--- What needs to be done ---
Please transcribe the data that follows without the pictures, keeping every word the same.

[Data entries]
+++

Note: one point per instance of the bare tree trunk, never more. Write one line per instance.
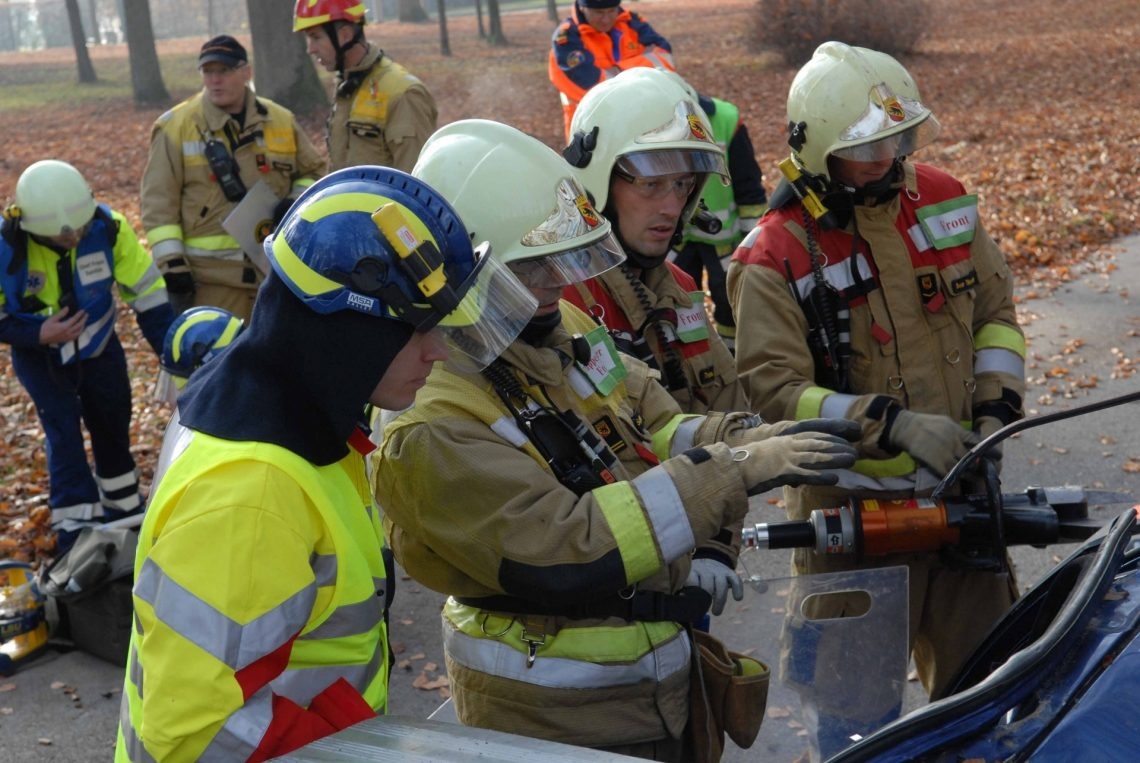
(82, 58)
(146, 74)
(496, 37)
(283, 70)
(445, 45)
(92, 11)
(410, 10)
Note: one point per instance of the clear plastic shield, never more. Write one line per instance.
(837, 648)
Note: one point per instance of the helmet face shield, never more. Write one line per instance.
(656, 163)
(570, 267)
(893, 146)
(494, 310)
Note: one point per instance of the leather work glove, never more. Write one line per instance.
(792, 460)
(845, 428)
(179, 283)
(985, 427)
(935, 440)
(715, 578)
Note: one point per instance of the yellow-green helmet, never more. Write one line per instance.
(643, 123)
(514, 192)
(381, 242)
(855, 104)
(53, 199)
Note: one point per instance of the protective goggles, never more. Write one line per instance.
(493, 311)
(904, 123)
(569, 267)
(673, 162)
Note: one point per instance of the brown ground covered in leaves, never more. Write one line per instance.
(1037, 98)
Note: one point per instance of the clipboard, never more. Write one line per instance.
(251, 221)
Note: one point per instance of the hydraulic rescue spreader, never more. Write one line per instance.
(1037, 517)
(974, 529)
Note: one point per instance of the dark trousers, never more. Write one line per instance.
(96, 391)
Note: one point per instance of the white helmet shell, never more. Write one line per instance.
(855, 104)
(649, 126)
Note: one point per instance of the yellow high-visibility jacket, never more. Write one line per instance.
(259, 597)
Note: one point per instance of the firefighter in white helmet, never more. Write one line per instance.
(871, 291)
(560, 495)
(644, 149)
(260, 584)
(60, 254)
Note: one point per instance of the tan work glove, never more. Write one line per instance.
(985, 427)
(792, 460)
(934, 440)
(844, 428)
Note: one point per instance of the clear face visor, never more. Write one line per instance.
(168, 386)
(905, 123)
(656, 163)
(491, 314)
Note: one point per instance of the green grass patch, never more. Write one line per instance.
(38, 83)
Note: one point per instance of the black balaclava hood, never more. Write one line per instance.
(540, 326)
(293, 378)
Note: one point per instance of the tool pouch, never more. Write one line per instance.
(727, 695)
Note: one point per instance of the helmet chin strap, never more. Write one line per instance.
(881, 189)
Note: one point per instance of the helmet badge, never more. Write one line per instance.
(697, 129)
(588, 213)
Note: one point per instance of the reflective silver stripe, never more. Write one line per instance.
(135, 749)
(168, 248)
(66, 351)
(147, 279)
(128, 503)
(853, 480)
(214, 632)
(350, 619)
(216, 253)
(838, 275)
(324, 568)
(998, 359)
(509, 430)
(148, 301)
(135, 671)
(685, 435)
(497, 658)
(301, 686)
(919, 237)
(76, 511)
(835, 405)
(666, 512)
(243, 730)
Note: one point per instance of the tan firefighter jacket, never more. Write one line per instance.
(473, 510)
(933, 325)
(385, 120)
(670, 301)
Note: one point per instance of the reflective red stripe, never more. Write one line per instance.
(260, 672)
(335, 708)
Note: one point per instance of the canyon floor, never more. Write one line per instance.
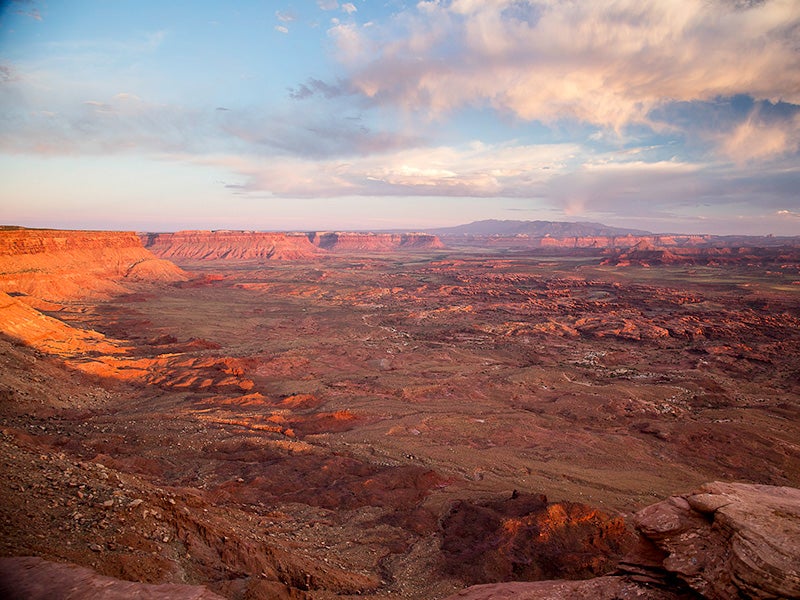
(319, 428)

+++

--- Correct response ---
Note: one point per instance of the bare tree trunk, never more. Write one line per instance.
(82, 58)
(146, 74)
(496, 37)
(283, 70)
(445, 45)
(92, 11)
(410, 10)
Note: one point per instance of the clear plastic shield, never more. Write one line per instance.
(837, 648)
Note: one point per instance of the helmet face shield, never more. Write one line per instance.
(656, 163)
(570, 267)
(893, 146)
(494, 310)
Note: one point per instance of the leather work glove, never more. Write one line per instance.
(792, 460)
(845, 428)
(179, 283)
(985, 427)
(935, 440)
(715, 578)
Note: one point per instance of the yellow-green helmet, never more. Write one line per instance.
(643, 123)
(514, 192)
(381, 242)
(855, 104)
(53, 199)
Note: one point per instance of the protective goggles, never more. Write one line per instance.
(493, 311)
(904, 123)
(569, 267)
(673, 162)
Note: one point per instance of the brown ground covered in leaves, never more. Write one line per instance.
(1037, 98)
Note: one point per instance of the clipboard, never more. Write one line per instance.
(251, 221)
Note: one point per instance of the hydraulic rescue spreader, never more. Write one line per instance.
(1037, 517)
(974, 529)
Note: one point per instance of the dark trousers, never more. Write one line per instance.
(96, 391)
Note: one point per instance of the white helmet shell, never more. Write one line per instance.
(855, 104)
(649, 126)
Note: one point per instance of the yellow high-visibility jacket, never more. Write one line per instance.
(259, 597)
Note: one point per instance of the firefighter in white helmet, never more. Write one line per instance.
(871, 291)
(560, 495)
(644, 149)
(260, 584)
(60, 254)
Note: one point per instance of the tan work glove, never more. Write one line per instance.
(985, 427)
(792, 460)
(934, 440)
(844, 428)
Note: one point per instance of the clear face visor, never more. Write one line per instance.
(168, 386)
(905, 123)
(656, 163)
(491, 314)
Note: one point per instance of the green grass patch, never more. Write one line per instance.
(38, 83)
Note: one point per instance of the black balaclava hood, never more. Write one line per instance.
(540, 326)
(293, 378)
Note: one point per instance of the tool pouch, never more. Write one line per instance.
(727, 695)
Note: one point per instance of the helmet chin strap, never more. Write one line per instance.
(881, 189)
Note: one point per instance of the helmet badge, never more. Write one line per instance.
(697, 129)
(588, 213)
Note: one point per instance of the reflective silver stripe, never more. Write one line per instance.
(135, 749)
(168, 248)
(66, 351)
(147, 279)
(128, 503)
(853, 480)
(214, 632)
(350, 619)
(216, 253)
(838, 275)
(324, 568)
(998, 359)
(509, 430)
(148, 301)
(135, 671)
(685, 435)
(497, 658)
(301, 686)
(919, 237)
(76, 511)
(835, 405)
(666, 512)
(243, 730)
Note: one point per instance of the tan firefighter jacket, never more. Write one line per instance.
(473, 510)
(933, 325)
(385, 120)
(670, 301)
Note: one point per instance of the reflective red stripe, never more. Write one line per instance.
(260, 672)
(335, 708)
Note: one point per instance of the canyon floor, never more. Write one line per instance.
(319, 428)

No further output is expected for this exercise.